Excerpted passage =
──────

God, I can't believe I'm saying this.. but I miss the EPL.

Saturday, November 01, 2008

Cutting Thru the Communist Red Tape

So recently I had occasion to experience the red tape in this country, and, to be frank, it wasn't so bad. 

Above is the view I had for about 1.5 hours, waiting for my number to be called.. but let's start at the beginning.

A few weeks prior to the picture, I submitted paperwork to relevant governmental agencies in order to secure a business license and, more importantly, the right to purchase one of these stamps:

In the U.S., business formalities have moved past the "sign and seal" stage of authenticating signatures.  Back in the day when most people were illiterate, the need to sign and seal documents made sense.  Now, not so much.

U.S. contracts these days may still say "sign and seal" under the signature, but this is merely an anachronism, as it isn't legally necessary.  Even the 'requirement' to notarize signatures are not technically legally necessary - it's just a safe harbor in order to expedite the process if the signature was ever challenged as being authentic.

In Vietnam, and in some parts of Asia, the seal requirement is still paramount. Documents are not legal unless they have a seal - be it from a company, a government agency, or whomever.  Documents are never accepted with simple signatures. Everything has to be original documents.. good luck passing off a photocopy of your documents, unless they've been authenticated with a government seal.

Because of this, when you're hanging out at the international departure terminals in Vietnam, you can locate those locals emigrating elsewhere by their dress (Sunday best, naturally) and by the black Samsonite briefcase that they're clutching.  In it will be all manners of original, signed and sealed documents that cost a fortune, in terms of man-hours, to procure.  My folks still have that black Samsonite filled with yellowed documents in a back closet somewhere.

So here I am, sitting in this government office, to get my own seal.  The place is packed, there is no AC and I'm in a coat and tie.  Um.. not good.

I snatch a number, like at a deli counter, realize my position in the queue, and then head towards the folks mingling at the doorway.  This is Vietnam, there are always alternatives.

──────

Required tasks =
#1 In the blog post, how long did the writer wait for a number to be called?
#2 What three conditions does the blog post describe when the writer is sitting in the government office?
The data that follows is not needed for anything here.

Raw data =
──────

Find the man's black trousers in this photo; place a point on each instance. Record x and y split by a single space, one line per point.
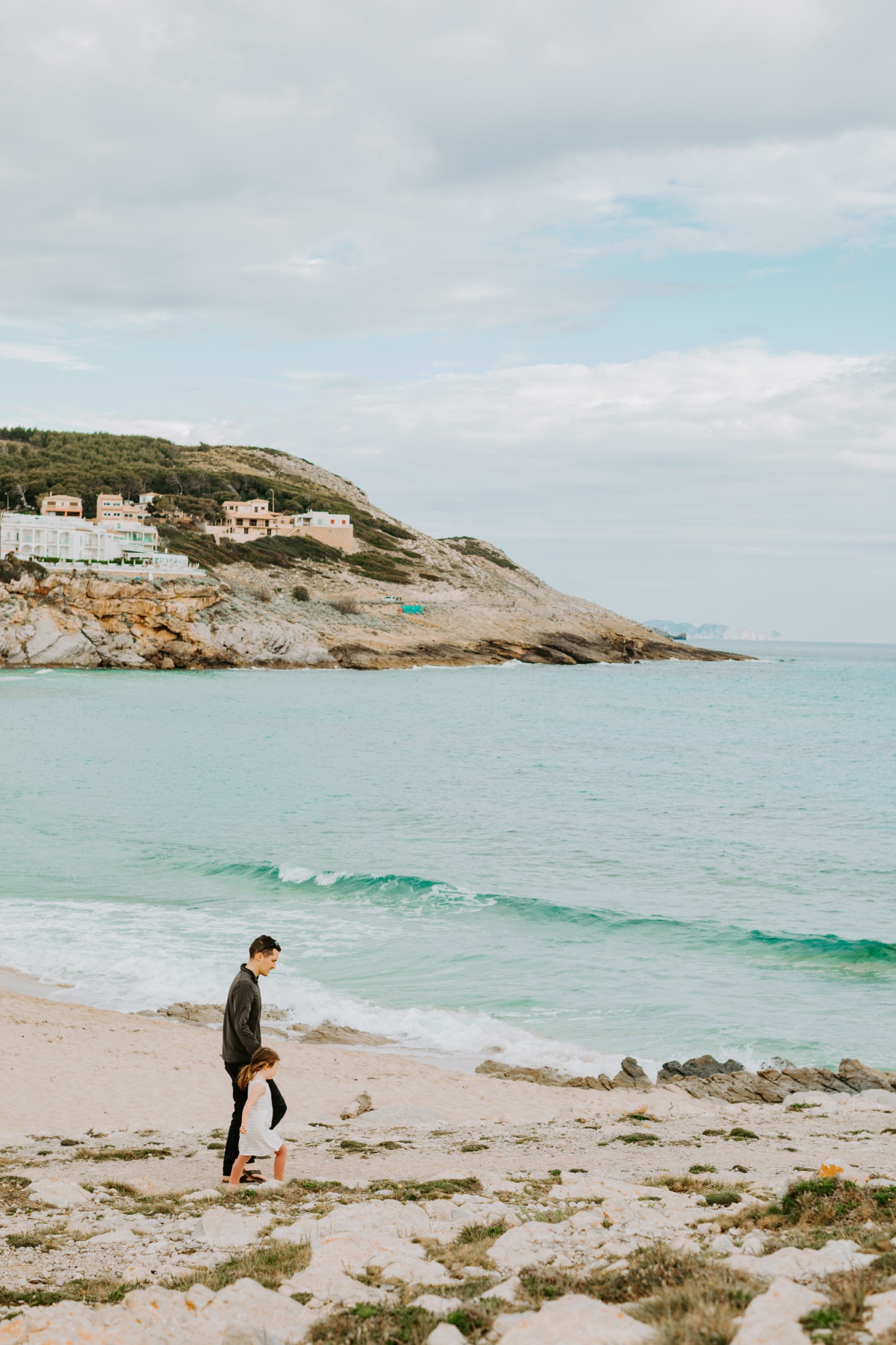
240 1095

──────

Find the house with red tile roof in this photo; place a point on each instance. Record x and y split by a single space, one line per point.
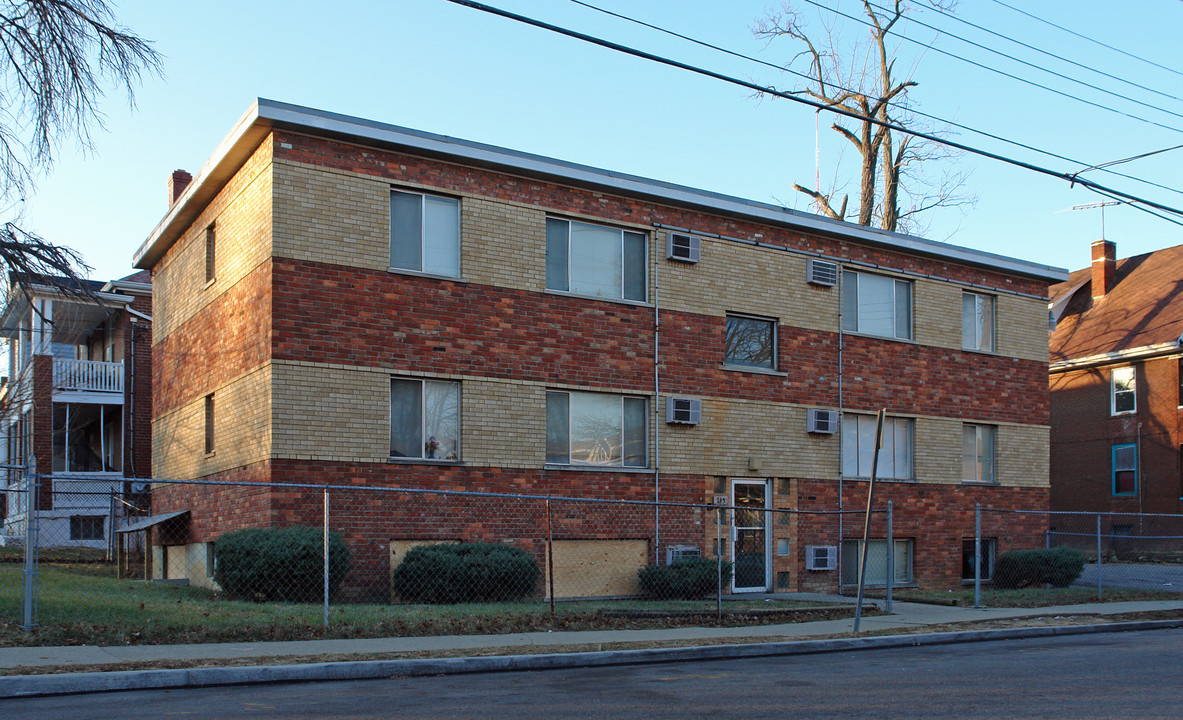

──────

Exercise responses =
#1 About 1.5 hours.

#2 The place is packed, there is no AC, and the writer is wearing a coat and tie.